### Assignment
Return every line of the entries below that contains the string "positive", matching case.

### Record extracts
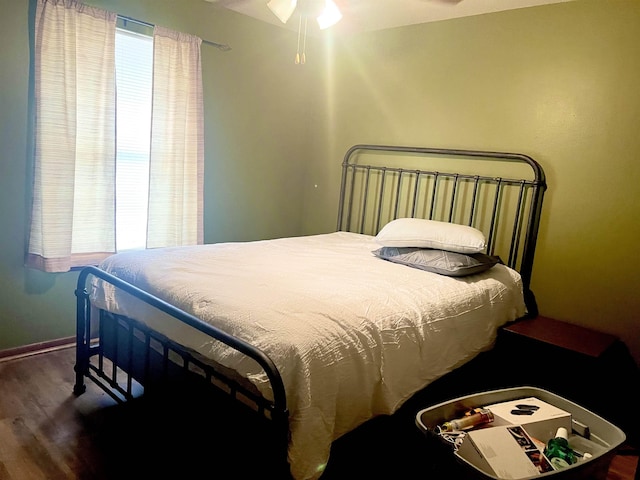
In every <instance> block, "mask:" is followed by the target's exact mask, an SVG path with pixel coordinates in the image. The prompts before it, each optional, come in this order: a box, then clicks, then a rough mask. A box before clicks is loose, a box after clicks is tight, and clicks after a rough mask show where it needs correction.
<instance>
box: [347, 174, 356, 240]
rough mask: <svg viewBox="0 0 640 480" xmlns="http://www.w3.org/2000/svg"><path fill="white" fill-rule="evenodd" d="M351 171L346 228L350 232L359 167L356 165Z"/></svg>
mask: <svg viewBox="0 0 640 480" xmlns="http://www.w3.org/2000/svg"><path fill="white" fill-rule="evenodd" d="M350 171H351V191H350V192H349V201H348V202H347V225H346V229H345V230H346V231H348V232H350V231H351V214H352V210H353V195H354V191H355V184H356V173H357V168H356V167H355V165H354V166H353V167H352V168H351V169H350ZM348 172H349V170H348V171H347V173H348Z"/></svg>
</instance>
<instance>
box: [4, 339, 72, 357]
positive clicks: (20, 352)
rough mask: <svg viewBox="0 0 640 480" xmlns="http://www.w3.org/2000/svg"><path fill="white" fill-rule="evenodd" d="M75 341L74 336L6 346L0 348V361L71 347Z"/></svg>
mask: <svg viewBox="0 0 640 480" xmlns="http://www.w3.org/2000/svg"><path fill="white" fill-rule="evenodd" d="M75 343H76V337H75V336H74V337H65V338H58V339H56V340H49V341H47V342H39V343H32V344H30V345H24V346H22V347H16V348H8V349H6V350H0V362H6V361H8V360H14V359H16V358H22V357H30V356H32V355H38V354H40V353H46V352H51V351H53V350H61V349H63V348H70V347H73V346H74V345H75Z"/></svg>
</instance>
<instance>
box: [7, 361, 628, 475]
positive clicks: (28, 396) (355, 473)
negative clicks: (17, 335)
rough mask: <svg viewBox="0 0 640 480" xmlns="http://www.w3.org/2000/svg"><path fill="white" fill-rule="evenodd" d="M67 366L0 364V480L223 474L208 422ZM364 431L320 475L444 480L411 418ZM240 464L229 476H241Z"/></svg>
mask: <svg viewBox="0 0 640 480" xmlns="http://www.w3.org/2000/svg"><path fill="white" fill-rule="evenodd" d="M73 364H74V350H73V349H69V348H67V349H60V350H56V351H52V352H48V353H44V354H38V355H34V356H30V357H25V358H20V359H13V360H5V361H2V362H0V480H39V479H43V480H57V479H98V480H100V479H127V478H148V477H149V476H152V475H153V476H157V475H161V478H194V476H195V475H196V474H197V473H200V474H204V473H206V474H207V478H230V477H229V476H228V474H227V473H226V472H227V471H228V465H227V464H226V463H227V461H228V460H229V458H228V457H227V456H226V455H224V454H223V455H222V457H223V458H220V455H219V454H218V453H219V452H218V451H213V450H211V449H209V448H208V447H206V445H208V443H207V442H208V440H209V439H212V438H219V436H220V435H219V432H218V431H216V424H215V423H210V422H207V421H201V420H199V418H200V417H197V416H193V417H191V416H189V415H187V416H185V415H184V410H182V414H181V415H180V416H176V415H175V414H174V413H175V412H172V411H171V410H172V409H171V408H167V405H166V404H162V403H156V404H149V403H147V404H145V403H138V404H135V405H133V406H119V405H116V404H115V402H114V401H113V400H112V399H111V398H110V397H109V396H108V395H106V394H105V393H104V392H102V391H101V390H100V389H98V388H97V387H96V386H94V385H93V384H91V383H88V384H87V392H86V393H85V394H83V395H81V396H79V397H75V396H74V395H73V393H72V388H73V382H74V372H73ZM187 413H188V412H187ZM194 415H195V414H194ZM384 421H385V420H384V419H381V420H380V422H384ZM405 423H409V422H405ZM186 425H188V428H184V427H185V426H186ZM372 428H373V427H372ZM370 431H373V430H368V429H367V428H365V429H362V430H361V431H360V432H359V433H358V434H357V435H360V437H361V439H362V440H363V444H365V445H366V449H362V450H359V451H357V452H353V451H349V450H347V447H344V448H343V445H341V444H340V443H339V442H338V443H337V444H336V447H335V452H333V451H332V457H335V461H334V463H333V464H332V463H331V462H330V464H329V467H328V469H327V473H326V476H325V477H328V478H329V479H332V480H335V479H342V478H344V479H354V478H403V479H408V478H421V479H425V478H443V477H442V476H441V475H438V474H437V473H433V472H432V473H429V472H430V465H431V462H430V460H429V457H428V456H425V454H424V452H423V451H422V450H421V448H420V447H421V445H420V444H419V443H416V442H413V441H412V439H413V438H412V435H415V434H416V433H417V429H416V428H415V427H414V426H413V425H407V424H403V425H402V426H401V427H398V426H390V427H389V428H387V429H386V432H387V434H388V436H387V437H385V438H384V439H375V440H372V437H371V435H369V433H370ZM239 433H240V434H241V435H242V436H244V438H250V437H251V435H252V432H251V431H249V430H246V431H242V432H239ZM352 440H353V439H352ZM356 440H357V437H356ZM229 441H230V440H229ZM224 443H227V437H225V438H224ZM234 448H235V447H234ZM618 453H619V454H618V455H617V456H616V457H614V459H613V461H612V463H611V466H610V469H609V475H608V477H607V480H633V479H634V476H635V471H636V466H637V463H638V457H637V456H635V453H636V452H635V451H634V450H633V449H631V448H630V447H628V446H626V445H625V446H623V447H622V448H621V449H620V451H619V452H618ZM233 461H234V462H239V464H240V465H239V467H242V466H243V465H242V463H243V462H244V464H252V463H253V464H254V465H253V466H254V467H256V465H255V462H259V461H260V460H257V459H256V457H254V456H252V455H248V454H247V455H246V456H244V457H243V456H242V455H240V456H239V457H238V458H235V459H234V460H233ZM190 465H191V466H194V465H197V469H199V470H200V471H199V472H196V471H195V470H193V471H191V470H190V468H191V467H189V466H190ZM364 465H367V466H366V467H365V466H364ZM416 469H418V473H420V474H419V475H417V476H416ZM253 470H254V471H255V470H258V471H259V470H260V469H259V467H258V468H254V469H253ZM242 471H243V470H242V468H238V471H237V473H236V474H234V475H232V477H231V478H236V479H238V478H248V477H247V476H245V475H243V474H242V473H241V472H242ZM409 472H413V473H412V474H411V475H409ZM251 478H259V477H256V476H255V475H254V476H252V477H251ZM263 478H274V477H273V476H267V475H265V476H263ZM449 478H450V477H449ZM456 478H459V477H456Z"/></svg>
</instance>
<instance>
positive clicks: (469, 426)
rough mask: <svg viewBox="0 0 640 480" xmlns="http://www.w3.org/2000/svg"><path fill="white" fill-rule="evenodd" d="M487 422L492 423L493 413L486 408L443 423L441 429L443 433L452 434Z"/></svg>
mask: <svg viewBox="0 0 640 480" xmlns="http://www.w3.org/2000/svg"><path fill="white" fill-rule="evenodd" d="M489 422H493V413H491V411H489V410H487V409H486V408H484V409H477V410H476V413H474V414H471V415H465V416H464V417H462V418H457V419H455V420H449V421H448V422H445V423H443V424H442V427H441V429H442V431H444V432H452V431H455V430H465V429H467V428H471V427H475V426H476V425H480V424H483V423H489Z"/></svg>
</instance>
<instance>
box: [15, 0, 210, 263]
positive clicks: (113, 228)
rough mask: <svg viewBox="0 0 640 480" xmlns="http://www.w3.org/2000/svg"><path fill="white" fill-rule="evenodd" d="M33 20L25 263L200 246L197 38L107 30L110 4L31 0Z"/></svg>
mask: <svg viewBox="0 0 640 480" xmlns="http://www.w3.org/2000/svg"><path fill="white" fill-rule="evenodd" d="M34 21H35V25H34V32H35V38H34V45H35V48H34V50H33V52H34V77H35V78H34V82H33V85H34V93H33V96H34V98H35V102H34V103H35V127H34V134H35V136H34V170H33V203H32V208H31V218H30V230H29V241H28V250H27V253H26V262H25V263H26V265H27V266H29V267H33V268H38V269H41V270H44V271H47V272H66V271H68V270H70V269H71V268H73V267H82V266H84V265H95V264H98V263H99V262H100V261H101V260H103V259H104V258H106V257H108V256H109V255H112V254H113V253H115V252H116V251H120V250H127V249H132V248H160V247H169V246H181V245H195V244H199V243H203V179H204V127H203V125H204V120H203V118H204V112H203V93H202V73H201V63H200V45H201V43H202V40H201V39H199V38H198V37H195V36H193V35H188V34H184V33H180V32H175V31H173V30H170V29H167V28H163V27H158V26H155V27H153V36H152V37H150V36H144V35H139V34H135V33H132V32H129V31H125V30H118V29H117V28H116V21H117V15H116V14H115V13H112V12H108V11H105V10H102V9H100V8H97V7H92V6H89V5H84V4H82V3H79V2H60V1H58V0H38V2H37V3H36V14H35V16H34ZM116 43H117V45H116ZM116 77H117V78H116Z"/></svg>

### Answer space
positive clicks: (20, 352)
positive clicks: (28, 396) (355, 473)
positive clicks: (469, 426)
positive clicks: (113, 228)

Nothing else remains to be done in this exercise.